* _Input for this task_:
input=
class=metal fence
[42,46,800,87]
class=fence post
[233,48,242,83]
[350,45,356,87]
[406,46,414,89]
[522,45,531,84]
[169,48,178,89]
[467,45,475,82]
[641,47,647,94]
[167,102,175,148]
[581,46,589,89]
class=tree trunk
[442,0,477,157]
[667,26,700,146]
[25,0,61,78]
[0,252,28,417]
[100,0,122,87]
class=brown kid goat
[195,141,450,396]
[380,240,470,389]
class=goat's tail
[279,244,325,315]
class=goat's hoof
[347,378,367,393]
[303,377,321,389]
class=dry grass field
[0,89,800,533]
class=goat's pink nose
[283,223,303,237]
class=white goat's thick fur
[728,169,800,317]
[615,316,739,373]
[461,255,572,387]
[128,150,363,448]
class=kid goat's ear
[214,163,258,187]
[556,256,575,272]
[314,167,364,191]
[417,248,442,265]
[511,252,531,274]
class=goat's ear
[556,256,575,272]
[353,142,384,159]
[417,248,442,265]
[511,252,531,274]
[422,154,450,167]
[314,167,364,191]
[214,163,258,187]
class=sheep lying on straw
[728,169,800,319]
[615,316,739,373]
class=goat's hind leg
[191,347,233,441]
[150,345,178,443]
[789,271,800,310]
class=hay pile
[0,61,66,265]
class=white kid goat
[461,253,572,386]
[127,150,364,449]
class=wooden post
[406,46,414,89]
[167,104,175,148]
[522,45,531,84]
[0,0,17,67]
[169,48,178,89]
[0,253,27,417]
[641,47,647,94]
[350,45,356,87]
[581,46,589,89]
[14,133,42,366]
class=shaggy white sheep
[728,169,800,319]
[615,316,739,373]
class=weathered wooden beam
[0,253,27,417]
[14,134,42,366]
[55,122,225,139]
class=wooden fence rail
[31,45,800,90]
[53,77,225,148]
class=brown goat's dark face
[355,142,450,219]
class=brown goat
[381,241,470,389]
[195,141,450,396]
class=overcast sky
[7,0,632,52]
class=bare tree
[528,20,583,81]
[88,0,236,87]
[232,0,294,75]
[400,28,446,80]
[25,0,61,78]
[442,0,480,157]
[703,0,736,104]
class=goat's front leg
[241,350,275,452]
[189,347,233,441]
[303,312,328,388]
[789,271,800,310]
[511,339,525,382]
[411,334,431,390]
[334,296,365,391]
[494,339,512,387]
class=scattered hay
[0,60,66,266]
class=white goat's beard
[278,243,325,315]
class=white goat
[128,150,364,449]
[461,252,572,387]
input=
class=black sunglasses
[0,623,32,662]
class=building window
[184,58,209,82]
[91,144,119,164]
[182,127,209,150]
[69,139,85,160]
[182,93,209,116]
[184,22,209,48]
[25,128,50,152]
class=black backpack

* _What is being asked_:
Convert every line of the records above into a Markdown table with the columns Row and Line, numbering the rows in order and leaving out any blank lines.

* _Answer to the problem_:
| Row | Line |
|---|---|
| 1 | input= |
| 2 | class=metal fence |
| 3 | [42,46,800,87] |
| 4 | class=fence post |
| 5 | [233,48,242,83] |
| 6 | [350,45,356,87] |
| 7 | [406,46,414,89] |
| 8 | [522,45,531,84] |
| 9 | [169,48,178,89] |
| 10 | [467,45,475,82] |
| 11 | [641,47,647,94] |
| 12 | [167,102,175,148] |
| 13 | [581,46,589,89] |
| 14 | class=tree trunk |
| 15 | [442,0,477,157] |
| 16 | [667,26,700,146] |
| 17 | [25,0,61,78] |
| 18 | [0,252,28,417] |
| 19 | [100,0,122,87] |
| 20 | class=brown kid goat |
| 21 | [195,141,450,396] |
| 22 | [380,240,470,389] |
| 23 | class=goat's tail |
| 24 | [279,244,325,315] |
| 25 | class=goat's hoof |
| 26 | [347,378,367,393] |
| 27 | [303,377,321,389] |
| 28 | class=dry grass field |
| 29 | [0,89,800,533] |
| 30 | class=goat's pink nose |
| 31 | [283,223,303,237] |
| 32 | class=white goat's thick fur |
| 33 | [728,169,800,317] |
| 34 | [615,316,739,373] |
| 35 | [461,255,572,387] |
| 36 | [128,150,363,448] |
| 37 | class=kid goat's ear |
| 38 | [214,163,258,187] |
| 39 | [556,256,575,272] |
| 40 | [314,167,364,191] |
| 41 | [417,248,442,265] |
| 42 | [511,252,531,274] |
| 43 | class=goat's ear |
| 44 | [556,256,575,272] |
| 45 | [353,142,384,159] |
| 46 | [417,248,442,265] |
| 47 | [511,252,531,274] |
| 48 | [422,154,450,167] |
| 49 | [314,167,364,191] |
| 50 | [214,163,258,187] |
| 51 | class=sheep lying on straw |
| 52 | [728,169,800,319] |
| 53 | [615,316,739,373] |
| 54 | class=goat's hind leg |
| 55 | [191,347,233,441] |
| 56 | [150,345,178,443] |
| 57 | [789,271,800,310] |
| 58 | class=hay pile |
| 59 | [0,61,66,265] |
| 60 | class=white kid goat |
| 61 | [461,253,572,386] |
| 62 | [127,150,364,449] |
| 63 | class=wooden post |
| 64 | [406,46,414,89] |
| 65 | [167,104,175,148] |
| 66 | [522,45,531,84] |
| 67 | [0,0,17,67] |
| 68 | [169,48,178,89] |
| 69 | [0,253,27,417] |
| 70 | [641,47,647,94] |
| 71 | [350,45,356,87] |
| 72 | [581,46,589,89] |
| 73 | [14,133,42,366] |
| 74 | class=shaggy white sheep |
| 75 | [728,169,800,319] |
| 76 | [615,316,739,373] |
| 77 | class=weathered wooden beam |
| 78 | [0,253,27,417] |
| 79 | [14,134,42,366] |
| 80 | [55,122,225,139] |
| 81 | class=wooden fence rail |
| 82 | [31,45,800,90] |
| 83 | [53,77,225,148] |
| 84 | class=brown goat's dark face |
| 85 | [355,142,450,219] |
| 86 | class=brown goat |
| 87 | [381,241,470,389] |
| 88 | [195,141,450,396] |
| 89 | class=overcast sky |
| 90 | [7,0,632,52] |
| 91 | class=bare tree |
| 92 | [528,20,583,81] |
| 93 | [88,0,236,87] |
| 94 | [232,0,294,75] |
| 95 | [400,28,446,80] |
| 96 | [25,0,61,78] |
| 97 | [442,0,480,157] |
| 98 | [703,0,736,104] |
| 99 | class=goat's front leg |
| 100 | [241,350,275,452] |
| 101 | [189,347,233,441] |
| 102 | [303,312,328,388] |
| 103 | [789,271,800,310] |
| 104 | [511,339,525,382] |
| 105 | [411,334,431,390] |
| 106 | [334,296,365,391] |
| 107 | [494,339,512,387] |
| 108 | class=scattered hay |
| 109 | [0,60,66,266] |
| 110 | class=white goat's beard |
| 111 | [278,243,325,315] |
| 112 | class=white goat |
| 113 | [128,150,364,449] |
| 114 | [461,252,572,387] |
| 115 | input= |
| 116 | class=black sunglasses |
| 117 | [0,623,32,662] |
| 118 | class=building window |
| 119 | [184,58,209,82] |
| 120 | [91,144,119,164] |
| 121 | [182,127,209,150] |
| 122 | [69,139,85,160] |
| 123 | [182,93,209,116] |
| 124 | [184,22,209,48] |
| 125 | [25,128,50,152] |
| 126 | class=black backpack |